**What is being asked:**
Rescale the listing from the line with "Point out every instance of the ear" up to and including the line with "x=52, y=334", and reproduce only those lines, requests included. Multiply each answer coordinate by 0.6 and round to a whole number (halves round up), but keep the requests and their sample coordinates unchanged.

**Supplied material:**

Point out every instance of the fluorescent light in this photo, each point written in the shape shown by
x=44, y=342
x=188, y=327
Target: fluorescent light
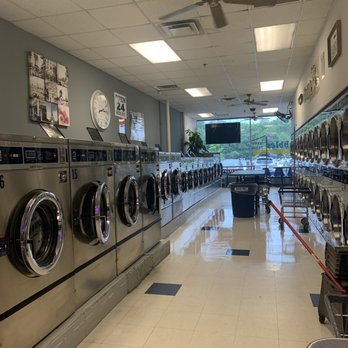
x=156, y=51
x=275, y=37
x=206, y=114
x=198, y=92
x=269, y=110
x=271, y=85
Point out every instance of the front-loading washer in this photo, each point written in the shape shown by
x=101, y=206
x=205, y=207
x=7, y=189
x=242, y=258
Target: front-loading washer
x=129, y=232
x=176, y=177
x=92, y=187
x=166, y=188
x=150, y=196
x=36, y=251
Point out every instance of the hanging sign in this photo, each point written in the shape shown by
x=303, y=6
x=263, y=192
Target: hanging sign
x=120, y=105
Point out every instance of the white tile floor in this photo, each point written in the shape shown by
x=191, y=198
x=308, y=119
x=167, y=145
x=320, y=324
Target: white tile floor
x=257, y=301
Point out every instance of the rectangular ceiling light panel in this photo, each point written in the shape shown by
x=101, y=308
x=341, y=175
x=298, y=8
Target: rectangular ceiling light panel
x=206, y=114
x=275, y=37
x=156, y=51
x=269, y=110
x=276, y=85
x=198, y=92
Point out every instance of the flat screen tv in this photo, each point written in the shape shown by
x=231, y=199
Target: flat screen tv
x=222, y=133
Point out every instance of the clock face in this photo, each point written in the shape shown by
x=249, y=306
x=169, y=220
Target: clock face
x=100, y=110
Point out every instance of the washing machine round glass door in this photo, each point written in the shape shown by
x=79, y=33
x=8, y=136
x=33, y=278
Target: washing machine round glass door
x=150, y=192
x=176, y=182
x=166, y=186
x=94, y=213
x=128, y=201
x=37, y=233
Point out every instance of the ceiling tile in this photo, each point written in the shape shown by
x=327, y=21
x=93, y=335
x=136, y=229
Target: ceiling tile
x=115, y=51
x=42, y=8
x=64, y=42
x=12, y=12
x=129, y=61
x=139, y=33
x=316, y=8
x=73, y=23
x=38, y=27
x=86, y=54
x=96, y=39
x=92, y=4
x=119, y=16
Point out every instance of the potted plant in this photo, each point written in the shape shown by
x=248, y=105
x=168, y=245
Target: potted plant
x=194, y=144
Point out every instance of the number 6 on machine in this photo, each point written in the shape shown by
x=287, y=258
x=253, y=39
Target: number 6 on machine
x=120, y=105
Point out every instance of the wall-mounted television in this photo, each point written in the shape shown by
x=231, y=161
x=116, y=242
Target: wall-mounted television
x=222, y=133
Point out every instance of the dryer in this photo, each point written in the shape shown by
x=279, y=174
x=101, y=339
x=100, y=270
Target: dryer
x=176, y=177
x=129, y=232
x=150, y=196
x=166, y=188
x=92, y=220
x=36, y=251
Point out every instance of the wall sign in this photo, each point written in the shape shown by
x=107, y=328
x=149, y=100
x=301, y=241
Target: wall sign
x=334, y=44
x=120, y=105
x=48, y=91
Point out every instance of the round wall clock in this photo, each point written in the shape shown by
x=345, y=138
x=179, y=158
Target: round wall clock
x=100, y=110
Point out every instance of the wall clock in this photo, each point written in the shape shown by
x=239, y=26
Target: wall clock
x=100, y=110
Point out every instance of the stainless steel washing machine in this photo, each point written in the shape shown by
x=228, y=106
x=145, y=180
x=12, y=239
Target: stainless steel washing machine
x=166, y=188
x=129, y=232
x=36, y=251
x=176, y=177
x=92, y=187
x=150, y=196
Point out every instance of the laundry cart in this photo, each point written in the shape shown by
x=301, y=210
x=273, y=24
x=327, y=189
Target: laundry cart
x=293, y=201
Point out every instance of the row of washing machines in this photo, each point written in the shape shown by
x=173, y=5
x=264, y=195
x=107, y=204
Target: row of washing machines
x=326, y=143
x=74, y=215
x=328, y=201
x=185, y=181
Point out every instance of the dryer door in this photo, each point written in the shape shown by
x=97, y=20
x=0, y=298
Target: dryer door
x=94, y=213
x=128, y=201
x=150, y=193
x=37, y=233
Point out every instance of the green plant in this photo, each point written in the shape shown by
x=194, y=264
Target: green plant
x=194, y=144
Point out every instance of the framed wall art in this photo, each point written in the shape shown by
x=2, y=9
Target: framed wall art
x=334, y=44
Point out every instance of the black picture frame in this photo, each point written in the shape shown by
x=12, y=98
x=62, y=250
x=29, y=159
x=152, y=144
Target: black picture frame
x=334, y=43
x=51, y=130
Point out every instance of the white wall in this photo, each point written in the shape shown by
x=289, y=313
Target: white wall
x=336, y=77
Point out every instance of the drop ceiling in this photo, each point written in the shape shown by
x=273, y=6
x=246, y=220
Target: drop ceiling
x=223, y=60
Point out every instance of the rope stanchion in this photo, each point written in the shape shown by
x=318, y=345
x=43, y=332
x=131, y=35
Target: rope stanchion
x=308, y=248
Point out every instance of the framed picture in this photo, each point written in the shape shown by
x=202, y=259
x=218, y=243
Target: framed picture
x=51, y=130
x=334, y=44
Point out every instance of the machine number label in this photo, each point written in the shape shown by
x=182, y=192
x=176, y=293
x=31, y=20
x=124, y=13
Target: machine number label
x=74, y=174
x=2, y=182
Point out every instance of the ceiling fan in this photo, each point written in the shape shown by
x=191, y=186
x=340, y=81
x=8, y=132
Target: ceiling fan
x=216, y=8
x=248, y=101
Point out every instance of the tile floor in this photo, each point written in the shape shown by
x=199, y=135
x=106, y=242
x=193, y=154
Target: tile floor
x=225, y=301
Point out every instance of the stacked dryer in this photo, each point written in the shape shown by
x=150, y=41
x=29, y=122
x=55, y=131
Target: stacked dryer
x=150, y=196
x=166, y=188
x=176, y=178
x=129, y=233
x=92, y=187
x=36, y=251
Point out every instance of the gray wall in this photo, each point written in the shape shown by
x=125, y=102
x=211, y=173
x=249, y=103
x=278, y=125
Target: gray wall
x=83, y=80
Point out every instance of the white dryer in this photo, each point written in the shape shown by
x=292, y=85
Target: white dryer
x=36, y=251
x=92, y=187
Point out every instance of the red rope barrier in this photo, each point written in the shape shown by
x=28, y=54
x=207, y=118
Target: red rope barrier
x=311, y=252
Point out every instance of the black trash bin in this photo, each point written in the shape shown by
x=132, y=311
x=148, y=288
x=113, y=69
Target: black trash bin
x=243, y=196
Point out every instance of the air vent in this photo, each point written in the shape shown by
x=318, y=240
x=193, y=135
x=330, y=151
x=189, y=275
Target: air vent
x=181, y=28
x=166, y=88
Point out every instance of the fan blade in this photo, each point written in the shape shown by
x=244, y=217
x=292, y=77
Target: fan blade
x=184, y=9
x=218, y=15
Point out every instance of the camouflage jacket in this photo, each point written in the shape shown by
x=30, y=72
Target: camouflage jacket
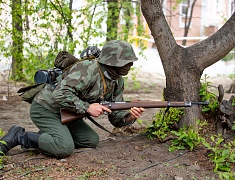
x=82, y=85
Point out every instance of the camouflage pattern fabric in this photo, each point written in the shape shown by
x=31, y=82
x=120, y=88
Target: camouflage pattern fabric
x=117, y=53
x=81, y=86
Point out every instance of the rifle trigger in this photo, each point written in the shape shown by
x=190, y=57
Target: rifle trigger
x=106, y=113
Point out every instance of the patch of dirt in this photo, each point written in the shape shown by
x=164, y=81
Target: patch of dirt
x=128, y=156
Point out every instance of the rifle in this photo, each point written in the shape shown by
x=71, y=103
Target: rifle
x=68, y=116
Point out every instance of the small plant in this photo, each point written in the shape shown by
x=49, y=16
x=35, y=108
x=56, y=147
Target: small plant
x=223, y=156
x=187, y=137
x=3, y=142
x=163, y=123
x=208, y=96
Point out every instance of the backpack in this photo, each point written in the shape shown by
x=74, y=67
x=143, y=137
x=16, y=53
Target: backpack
x=63, y=61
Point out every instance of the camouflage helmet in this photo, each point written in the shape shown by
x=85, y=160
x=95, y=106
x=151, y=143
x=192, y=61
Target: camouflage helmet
x=117, y=53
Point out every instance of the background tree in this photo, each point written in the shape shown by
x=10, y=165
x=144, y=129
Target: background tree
x=17, y=41
x=183, y=67
x=43, y=28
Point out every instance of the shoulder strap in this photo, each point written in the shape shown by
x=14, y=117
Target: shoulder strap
x=103, y=79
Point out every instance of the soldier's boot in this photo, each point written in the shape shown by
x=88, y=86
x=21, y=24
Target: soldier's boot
x=18, y=136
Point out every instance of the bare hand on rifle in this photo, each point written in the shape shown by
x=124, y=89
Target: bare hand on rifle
x=97, y=109
x=135, y=113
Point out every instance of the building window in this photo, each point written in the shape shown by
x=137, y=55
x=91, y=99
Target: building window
x=219, y=5
x=185, y=11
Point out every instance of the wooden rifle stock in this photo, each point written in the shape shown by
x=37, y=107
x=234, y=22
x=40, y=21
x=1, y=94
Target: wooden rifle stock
x=68, y=116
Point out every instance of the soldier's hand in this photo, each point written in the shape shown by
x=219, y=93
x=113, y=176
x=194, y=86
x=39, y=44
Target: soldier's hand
x=135, y=113
x=97, y=109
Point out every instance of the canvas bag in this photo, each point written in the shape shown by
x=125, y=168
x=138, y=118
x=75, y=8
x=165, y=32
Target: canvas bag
x=28, y=93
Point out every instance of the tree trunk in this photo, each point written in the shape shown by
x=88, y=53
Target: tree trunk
x=183, y=67
x=17, y=41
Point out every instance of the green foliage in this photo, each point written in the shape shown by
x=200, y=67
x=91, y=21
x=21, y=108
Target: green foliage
x=206, y=95
x=187, y=137
x=223, y=156
x=49, y=27
x=163, y=123
x=2, y=154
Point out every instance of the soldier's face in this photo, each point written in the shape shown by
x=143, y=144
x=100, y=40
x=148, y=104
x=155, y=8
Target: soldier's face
x=123, y=71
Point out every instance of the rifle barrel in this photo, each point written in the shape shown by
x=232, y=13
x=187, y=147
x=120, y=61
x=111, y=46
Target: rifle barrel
x=68, y=116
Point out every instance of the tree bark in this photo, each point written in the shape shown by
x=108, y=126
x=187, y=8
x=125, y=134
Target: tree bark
x=183, y=67
x=17, y=41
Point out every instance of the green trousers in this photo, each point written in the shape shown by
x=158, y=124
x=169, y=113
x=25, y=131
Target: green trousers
x=61, y=140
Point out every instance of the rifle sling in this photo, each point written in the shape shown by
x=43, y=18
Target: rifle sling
x=100, y=126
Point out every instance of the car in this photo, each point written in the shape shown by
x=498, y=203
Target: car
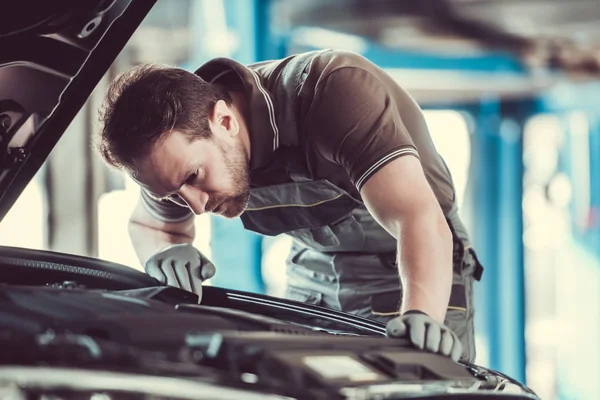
x=75, y=327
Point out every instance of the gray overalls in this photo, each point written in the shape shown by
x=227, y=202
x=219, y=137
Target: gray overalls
x=341, y=257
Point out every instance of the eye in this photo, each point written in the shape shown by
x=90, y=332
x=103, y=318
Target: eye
x=192, y=178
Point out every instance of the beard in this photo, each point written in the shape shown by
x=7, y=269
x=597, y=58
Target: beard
x=233, y=204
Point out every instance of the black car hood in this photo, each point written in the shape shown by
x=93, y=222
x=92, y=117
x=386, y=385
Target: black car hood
x=52, y=56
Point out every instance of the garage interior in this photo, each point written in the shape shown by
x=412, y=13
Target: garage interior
x=511, y=94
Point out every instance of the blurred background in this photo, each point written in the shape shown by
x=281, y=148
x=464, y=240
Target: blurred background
x=511, y=94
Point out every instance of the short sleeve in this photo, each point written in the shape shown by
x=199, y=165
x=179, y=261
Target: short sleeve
x=165, y=210
x=354, y=121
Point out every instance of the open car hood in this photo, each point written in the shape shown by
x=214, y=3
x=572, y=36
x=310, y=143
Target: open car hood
x=53, y=55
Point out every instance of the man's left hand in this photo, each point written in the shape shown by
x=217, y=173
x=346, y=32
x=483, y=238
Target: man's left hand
x=425, y=333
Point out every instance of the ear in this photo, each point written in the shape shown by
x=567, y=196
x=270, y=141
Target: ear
x=223, y=120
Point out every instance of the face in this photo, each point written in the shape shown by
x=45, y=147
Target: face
x=208, y=175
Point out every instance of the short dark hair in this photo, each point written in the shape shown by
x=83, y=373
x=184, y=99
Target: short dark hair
x=148, y=101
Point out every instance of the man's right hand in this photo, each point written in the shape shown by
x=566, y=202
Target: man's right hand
x=182, y=266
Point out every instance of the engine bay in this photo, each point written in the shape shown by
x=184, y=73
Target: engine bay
x=52, y=334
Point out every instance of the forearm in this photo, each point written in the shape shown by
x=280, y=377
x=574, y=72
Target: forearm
x=425, y=263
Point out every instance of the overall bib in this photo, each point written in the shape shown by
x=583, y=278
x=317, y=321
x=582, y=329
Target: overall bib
x=341, y=258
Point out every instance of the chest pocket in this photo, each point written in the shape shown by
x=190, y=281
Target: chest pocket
x=317, y=213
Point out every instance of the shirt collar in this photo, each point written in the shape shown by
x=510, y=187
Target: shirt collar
x=262, y=126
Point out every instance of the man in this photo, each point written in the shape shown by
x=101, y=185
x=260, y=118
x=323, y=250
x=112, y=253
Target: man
x=323, y=146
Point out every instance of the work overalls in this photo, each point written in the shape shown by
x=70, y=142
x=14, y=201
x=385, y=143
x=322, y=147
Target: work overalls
x=341, y=257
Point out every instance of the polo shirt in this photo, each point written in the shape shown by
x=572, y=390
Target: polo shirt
x=351, y=119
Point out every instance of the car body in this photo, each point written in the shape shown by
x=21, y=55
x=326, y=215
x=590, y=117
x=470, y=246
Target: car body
x=76, y=327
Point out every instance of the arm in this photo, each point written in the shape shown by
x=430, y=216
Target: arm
x=149, y=235
x=407, y=208
x=165, y=248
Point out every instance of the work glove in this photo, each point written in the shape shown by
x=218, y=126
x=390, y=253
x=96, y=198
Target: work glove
x=182, y=266
x=425, y=333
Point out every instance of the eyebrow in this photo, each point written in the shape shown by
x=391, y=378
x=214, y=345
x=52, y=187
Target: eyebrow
x=189, y=172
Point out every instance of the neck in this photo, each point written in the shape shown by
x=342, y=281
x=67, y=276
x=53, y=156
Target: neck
x=240, y=109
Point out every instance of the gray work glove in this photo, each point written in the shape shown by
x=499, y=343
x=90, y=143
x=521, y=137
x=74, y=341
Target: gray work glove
x=425, y=334
x=182, y=266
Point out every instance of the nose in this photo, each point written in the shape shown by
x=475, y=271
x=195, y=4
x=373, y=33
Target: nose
x=195, y=198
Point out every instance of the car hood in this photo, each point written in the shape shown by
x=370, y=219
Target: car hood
x=53, y=56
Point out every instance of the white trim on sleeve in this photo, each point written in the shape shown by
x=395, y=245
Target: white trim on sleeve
x=271, y=110
x=397, y=153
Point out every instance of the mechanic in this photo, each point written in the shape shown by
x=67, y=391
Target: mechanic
x=323, y=146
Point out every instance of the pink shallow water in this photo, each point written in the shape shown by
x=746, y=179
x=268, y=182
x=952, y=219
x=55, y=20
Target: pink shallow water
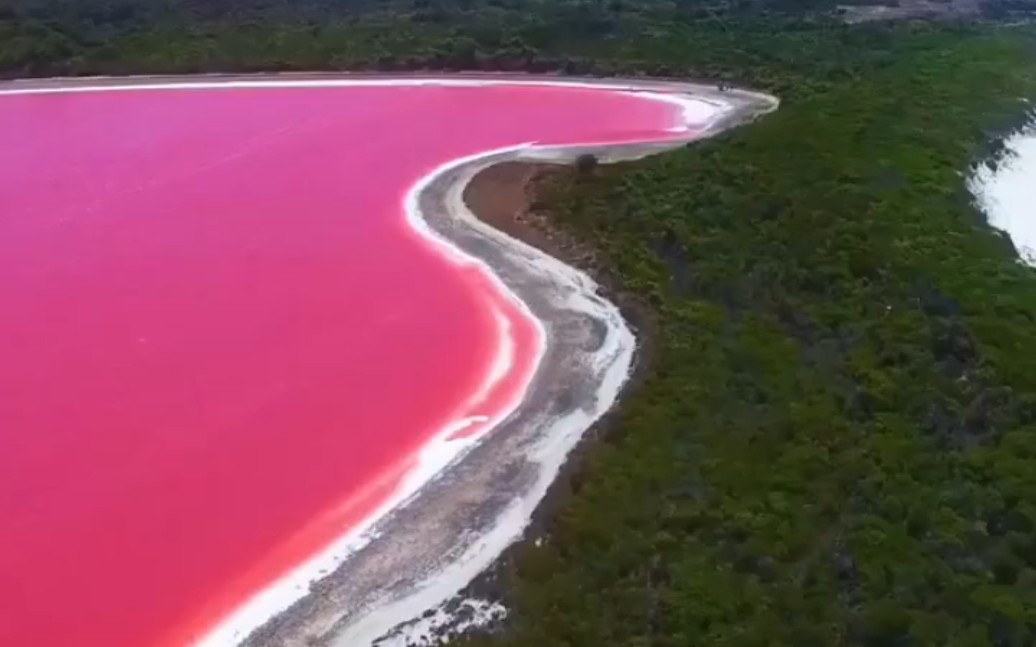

**Task result:**
Point out every instance of the ear in this photo, each point written in the shape shown by
x=567, y=196
x=270, y=141
Target: ear
x=134, y=72
Point out every instance of the face in this photo, each point written in the shape shown by
x=45, y=147
Target: face
x=125, y=105
Point out every instance of the short dark hair in this photo, each point written in the shape shown by
x=83, y=373
x=184, y=99
Target: short dark hair
x=89, y=61
Point out every instance of the man's right hand in this photo, each point written in the shape shown by
x=566, y=202
Target: man's right hand
x=109, y=160
Point out every instance of the engine bay in this photo, each point written in the shape shown by
x=184, y=73
Target: engine bay
x=31, y=200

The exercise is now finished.